• **What is needed**
Copy the part of the transcript word for word, starting with "David Schwab Mm-hmm." and going on through "the right direction.".

• **Extracted text**
--- BEGIN ---

David Schwab Mm-hmm. Yeah, I think it's that fine balance of putting a safety net in. So if you fail, you don't fail too far, but not enough guardrails where it's like bowling with kids, the bowling alley where you can't do anything but ball strike. Yeah, it's a tough place as a leader too, because you failed and you don't you don't want others to have to go through a repeat that failure. But that's also part of the process of learning to raise up new leaders in an organization is creating those guard rails but allowing the room to fail with things in place. Like you said, it's red tape, but red tape pointing people in the right direction.


 

Matt Scott Mm-hmm. Mm-hmm. Yeah. You're almost talking about another. Another thing that I really like is, like, failing forward, you know? Just making sure, like, we tried stuff all the time out, and we do for clients. You know, we try things all the time because we're trying to double revenue with half the resources. So you're going to have to take a simple, calculated risk. And sometimes those risks are not going to pan out. Sometimes the, you know, the investments are not going to work. But it's about like identifying, Well, okay, what is our I mean, this probably makes total sense to you as a growth marketer, but like, what are our leading indicators that this strategy is working? What are our trailing indicators? Right. And you don't have to actually wait for a trailing indicator to know you need to give something enough time. But okay, let me use that specific example. Let's say you're like, okay, our nonprofit is going to begin to use paid media to reach new donors on LinkedIn. LinkedIn's super expensive. So I'm using that example specifically, right? It's like, yes.


 

David Schwab I know, I know.

--- END ---

• **Listed entries**
--- BEGIN ---

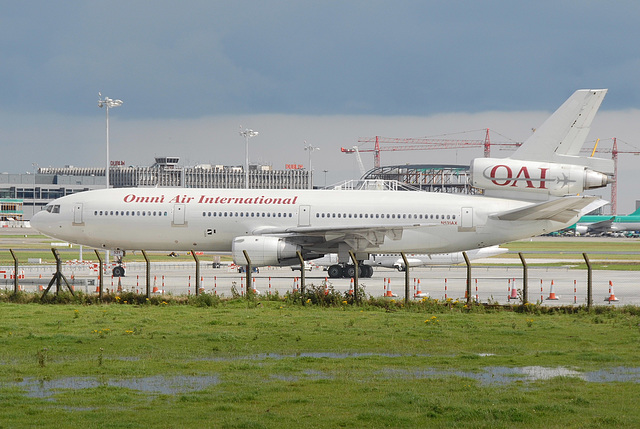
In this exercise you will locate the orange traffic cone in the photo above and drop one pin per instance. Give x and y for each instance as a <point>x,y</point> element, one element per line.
<point>419,293</point>
<point>389,293</point>
<point>552,293</point>
<point>612,296</point>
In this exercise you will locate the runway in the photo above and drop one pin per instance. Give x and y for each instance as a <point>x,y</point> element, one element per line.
<point>490,283</point>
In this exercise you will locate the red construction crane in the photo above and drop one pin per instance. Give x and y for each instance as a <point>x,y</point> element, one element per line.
<point>614,156</point>
<point>400,144</point>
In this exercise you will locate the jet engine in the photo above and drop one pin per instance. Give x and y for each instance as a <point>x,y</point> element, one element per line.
<point>264,250</point>
<point>540,179</point>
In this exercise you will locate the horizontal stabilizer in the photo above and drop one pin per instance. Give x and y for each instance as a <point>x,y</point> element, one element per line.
<point>561,137</point>
<point>559,210</point>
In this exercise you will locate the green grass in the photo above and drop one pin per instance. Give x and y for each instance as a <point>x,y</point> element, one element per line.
<point>409,366</point>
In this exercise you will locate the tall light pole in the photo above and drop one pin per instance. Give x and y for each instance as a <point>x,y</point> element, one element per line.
<point>310,149</point>
<point>108,103</point>
<point>248,133</point>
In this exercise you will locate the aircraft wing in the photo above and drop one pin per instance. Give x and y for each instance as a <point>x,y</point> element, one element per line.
<point>560,210</point>
<point>373,235</point>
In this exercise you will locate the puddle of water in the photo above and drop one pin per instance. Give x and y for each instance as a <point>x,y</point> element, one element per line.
<point>506,375</point>
<point>318,355</point>
<point>36,388</point>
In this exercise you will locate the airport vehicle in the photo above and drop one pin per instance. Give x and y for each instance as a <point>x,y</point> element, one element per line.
<point>395,261</point>
<point>530,193</point>
<point>598,224</point>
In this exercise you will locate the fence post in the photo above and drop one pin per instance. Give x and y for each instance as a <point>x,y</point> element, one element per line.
<point>406,278</point>
<point>100,275</point>
<point>356,295</point>
<point>248,287</point>
<point>146,258</point>
<point>525,279</point>
<point>195,258</point>
<point>15,272</point>
<point>466,260</point>
<point>589,281</point>
<point>302,276</point>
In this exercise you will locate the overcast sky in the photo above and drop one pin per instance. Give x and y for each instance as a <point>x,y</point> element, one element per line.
<point>191,73</point>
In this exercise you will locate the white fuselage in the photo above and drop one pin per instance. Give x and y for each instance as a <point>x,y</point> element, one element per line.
<point>210,219</point>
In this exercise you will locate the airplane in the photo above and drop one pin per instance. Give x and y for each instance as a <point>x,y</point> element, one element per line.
<point>598,224</point>
<point>395,261</point>
<point>529,193</point>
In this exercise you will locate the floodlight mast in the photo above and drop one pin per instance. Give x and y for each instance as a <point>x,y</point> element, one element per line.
<point>310,148</point>
<point>107,103</point>
<point>248,133</point>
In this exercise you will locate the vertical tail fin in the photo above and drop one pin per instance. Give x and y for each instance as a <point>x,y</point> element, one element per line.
<point>560,138</point>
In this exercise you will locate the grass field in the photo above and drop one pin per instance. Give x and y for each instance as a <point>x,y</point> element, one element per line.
<point>273,364</point>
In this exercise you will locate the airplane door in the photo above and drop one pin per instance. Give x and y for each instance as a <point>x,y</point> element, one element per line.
<point>179,215</point>
<point>304,216</point>
<point>77,214</point>
<point>466,217</point>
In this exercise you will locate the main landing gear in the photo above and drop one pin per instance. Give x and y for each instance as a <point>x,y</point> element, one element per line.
<point>118,270</point>
<point>337,271</point>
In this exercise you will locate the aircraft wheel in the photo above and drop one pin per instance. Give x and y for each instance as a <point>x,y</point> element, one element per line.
<point>367,271</point>
<point>335,271</point>
<point>349,271</point>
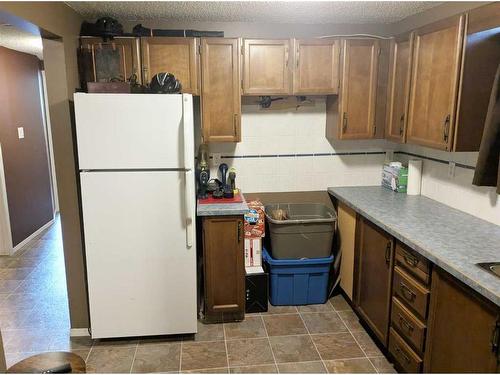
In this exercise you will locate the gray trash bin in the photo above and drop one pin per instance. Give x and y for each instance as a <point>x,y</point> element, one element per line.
<point>307,231</point>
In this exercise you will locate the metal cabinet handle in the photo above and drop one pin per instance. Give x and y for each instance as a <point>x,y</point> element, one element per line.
<point>446,129</point>
<point>404,323</point>
<point>495,336</point>
<point>411,260</point>
<point>240,225</point>
<point>388,249</point>
<point>344,122</point>
<point>407,292</point>
<point>405,357</point>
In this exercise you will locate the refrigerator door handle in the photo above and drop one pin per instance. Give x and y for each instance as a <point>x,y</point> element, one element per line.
<point>188,130</point>
<point>188,207</point>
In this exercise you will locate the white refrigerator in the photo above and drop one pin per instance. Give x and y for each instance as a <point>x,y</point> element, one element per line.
<point>136,162</point>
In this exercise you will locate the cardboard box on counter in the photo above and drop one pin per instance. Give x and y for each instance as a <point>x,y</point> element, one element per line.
<point>255,220</point>
<point>253,251</point>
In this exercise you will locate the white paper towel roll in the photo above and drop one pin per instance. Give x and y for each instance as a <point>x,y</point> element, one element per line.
<point>414,177</point>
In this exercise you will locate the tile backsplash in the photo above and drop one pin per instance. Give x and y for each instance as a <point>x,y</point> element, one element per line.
<point>286,150</point>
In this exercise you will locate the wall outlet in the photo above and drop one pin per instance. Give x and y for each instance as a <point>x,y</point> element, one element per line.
<point>216,159</point>
<point>451,169</point>
<point>389,155</point>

--- END ---

• **Response to this task**
David Schwab Mm-hmm. Yeah, I think it's that fine balance of putting a safety net in. So if you fail, you don't fail too far, but not enough guardrails where it's like bowling with kids, the bowling alley where you can't do anything but ball strike. Yeah, it's a tough place as a leader too, because you failed and you don't you don't want others to have to go through a repeat that failure. But that's also part of the process of learning to raise up new leaders in an organization is creating those guard rails but allowing the room to fail with things in place. Like you said, it's red tape, but red tape pointing people in the right direction.